Count the lines below that contain the word "fist", and reply with only that number.

### [Record list]
☆ ☆ ☆

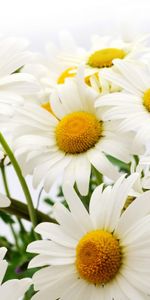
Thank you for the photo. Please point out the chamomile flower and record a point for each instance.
(133, 104)
(103, 254)
(13, 85)
(102, 54)
(11, 289)
(143, 181)
(50, 69)
(70, 141)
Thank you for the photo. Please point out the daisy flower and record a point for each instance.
(11, 289)
(103, 254)
(133, 104)
(13, 85)
(143, 181)
(50, 69)
(72, 140)
(102, 54)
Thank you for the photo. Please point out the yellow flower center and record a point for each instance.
(67, 73)
(78, 132)
(47, 106)
(104, 58)
(98, 257)
(146, 99)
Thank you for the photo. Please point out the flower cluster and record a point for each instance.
(82, 116)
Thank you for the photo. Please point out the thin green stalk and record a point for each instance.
(3, 171)
(4, 178)
(98, 176)
(15, 237)
(23, 183)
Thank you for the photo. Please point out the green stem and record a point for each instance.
(23, 183)
(4, 178)
(5, 181)
(15, 237)
(98, 175)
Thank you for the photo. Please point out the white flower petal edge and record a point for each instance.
(13, 83)
(62, 278)
(37, 147)
(12, 289)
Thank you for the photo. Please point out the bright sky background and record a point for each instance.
(41, 20)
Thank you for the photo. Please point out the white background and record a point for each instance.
(41, 20)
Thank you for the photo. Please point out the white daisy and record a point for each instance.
(13, 85)
(50, 69)
(11, 289)
(71, 141)
(132, 105)
(143, 181)
(103, 254)
(101, 55)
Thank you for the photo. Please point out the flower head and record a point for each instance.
(103, 252)
(70, 141)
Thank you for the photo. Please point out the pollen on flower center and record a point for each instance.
(78, 132)
(146, 99)
(104, 57)
(98, 257)
(66, 74)
(46, 105)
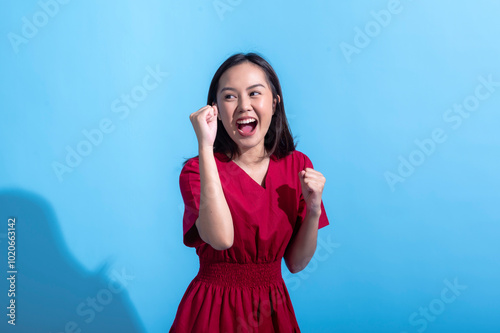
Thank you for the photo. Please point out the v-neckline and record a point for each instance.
(266, 176)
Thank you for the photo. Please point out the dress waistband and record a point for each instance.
(240, 275)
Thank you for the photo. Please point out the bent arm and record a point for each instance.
(302, 248)
(214, 223)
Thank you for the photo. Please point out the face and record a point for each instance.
(244, 93)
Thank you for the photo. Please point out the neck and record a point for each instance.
(252, 156)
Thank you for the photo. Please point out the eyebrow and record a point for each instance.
(251, 87)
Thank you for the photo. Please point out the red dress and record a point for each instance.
(241, 289)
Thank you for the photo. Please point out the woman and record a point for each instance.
(250, 200)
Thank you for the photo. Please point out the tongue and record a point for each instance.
(247, 128)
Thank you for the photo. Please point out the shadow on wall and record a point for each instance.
(53, 293)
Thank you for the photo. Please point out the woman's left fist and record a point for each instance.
(312, 183)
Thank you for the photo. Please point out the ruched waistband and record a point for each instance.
(240, 275)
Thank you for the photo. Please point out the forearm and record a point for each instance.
(215, 224)
(301, 249)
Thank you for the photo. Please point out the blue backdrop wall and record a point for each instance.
(395, 102)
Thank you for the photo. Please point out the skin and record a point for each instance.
(235, 99)
(258, 102)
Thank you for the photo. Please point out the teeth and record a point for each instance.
(247, 121)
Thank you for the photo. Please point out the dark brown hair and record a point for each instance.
(278, 139)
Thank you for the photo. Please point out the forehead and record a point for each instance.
(242, 76)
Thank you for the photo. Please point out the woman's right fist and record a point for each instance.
(204, 122)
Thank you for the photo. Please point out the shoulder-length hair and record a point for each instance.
(278, 139)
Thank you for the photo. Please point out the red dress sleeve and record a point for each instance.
(323, 219)
(189, 183)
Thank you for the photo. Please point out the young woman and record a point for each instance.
(250, 200)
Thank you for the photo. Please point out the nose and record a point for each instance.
(244, 103)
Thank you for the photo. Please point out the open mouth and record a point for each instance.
(247, 129)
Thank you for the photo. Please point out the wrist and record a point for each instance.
(205, 149)
(313, 212)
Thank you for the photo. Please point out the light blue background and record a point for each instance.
(354, 116)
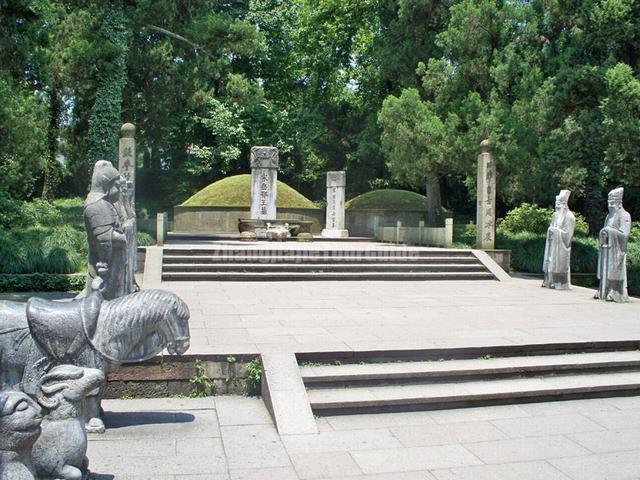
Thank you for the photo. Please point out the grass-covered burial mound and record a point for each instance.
(388, 200)
(236, 192)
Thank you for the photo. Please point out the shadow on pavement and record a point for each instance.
(132, 419)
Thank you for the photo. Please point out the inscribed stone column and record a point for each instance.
(127, 205)
(264, 182)
(127, 159)
(486, 212)
(336, 183)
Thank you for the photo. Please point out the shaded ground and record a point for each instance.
(233, 438)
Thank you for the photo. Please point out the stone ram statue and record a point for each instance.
(88, 332)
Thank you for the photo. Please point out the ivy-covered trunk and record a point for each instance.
(105, 120)
(435, 216)
(52, 169)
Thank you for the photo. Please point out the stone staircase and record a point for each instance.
(254, 264)
(517, 376)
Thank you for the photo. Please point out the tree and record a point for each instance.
(416, 145)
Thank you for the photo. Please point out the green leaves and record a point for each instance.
(413, 138)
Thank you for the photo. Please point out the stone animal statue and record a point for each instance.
(89, 332)
(60, 452)
(20, 419)
(278, 233)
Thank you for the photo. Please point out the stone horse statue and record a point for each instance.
(89, 332)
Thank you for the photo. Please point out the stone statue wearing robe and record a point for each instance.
(109, 222)
(612, 256)
(557, 252)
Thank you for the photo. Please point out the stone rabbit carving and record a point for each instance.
(20, 419)
(60, 451)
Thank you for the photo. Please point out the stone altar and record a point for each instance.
(557, 253)
(486, 207)
(612, 254)
(264, 182)
(335, 224)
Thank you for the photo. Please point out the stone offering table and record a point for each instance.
(257, 229)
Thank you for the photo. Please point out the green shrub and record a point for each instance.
(61, 249)
(71, 210)
(40, 213)
(253, 372)
(42, 282)
(534, 219)
(527, 252)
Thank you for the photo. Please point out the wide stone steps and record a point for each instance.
(424, 385)
(319, 267)
(287, 276)
(308, 263)
(283, 251)
(289, 259)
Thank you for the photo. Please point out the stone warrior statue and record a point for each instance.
(110, 223)
(557, 252)
(612, 257)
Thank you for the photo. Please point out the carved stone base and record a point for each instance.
(330, 233)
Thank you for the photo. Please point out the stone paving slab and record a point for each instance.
(254, 317)
(484, 443)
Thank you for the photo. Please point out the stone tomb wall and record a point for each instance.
(362, 222)
(225, 219)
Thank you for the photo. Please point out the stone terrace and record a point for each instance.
(256, 317)
(233, 438)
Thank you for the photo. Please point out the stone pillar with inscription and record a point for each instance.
(264, 182)
(126, 207)
(486, 212)
(336, 183)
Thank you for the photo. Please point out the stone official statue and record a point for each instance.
(612, 256)
(557, 252)
(110, 223)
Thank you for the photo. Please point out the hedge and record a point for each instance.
(527, 252)
(42, 282)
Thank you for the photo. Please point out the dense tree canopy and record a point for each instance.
(397, 92)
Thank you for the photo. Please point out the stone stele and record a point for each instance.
(612, 255)
(557, 253)
(127, 207)
(264, 182)
(335, 224)
(486, 208)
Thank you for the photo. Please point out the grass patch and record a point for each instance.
(389, 200)
(235, 191)
(42, 282)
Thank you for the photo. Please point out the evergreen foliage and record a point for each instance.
(105, 119)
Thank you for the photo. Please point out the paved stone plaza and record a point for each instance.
(233, 438)
(241, 317)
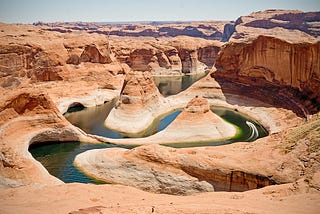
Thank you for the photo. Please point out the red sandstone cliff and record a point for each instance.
(271, 60)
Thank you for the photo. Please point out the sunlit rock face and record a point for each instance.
(138, 105)
(138, 89)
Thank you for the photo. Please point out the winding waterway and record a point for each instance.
(58, 158)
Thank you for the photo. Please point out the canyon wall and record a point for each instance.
(206, 29)
(168, 56)
(271, 61)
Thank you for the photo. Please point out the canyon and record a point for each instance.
(265, 65)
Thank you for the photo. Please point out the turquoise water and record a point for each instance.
(58, 157)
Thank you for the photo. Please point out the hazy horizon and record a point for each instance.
(126, 11)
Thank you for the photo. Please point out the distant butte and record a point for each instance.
(265, 65)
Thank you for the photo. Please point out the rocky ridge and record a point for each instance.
(196, 123)
(207, 30)
(35, 81)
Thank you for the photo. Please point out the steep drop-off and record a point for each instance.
(271, 62)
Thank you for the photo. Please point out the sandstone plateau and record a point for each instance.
(264, 65)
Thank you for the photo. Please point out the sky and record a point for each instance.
(29, 11)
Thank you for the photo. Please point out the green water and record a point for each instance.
(58, 157)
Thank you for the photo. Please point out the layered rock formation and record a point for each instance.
(109, 166)
(28, 118)
(236, 167)
(167, 56)
(138, 105)
(270, 54)
(207, 30)
(196, 124)
(91, 66)
(273, 22)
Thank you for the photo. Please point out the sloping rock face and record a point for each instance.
(92, 54)
(208, 30)
(196, 123)
(268, 61)
(271, 22)
(27, 118)
(138, 89)
(282, 158)
(111, 167)
(138, 105)
(277, 51)
(17, 61)
(167, 56)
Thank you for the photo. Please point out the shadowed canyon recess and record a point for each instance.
(162, 107)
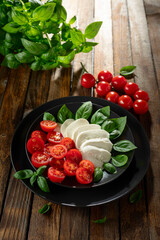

☆ ☆ ☆

### [Answer for this exercise]
2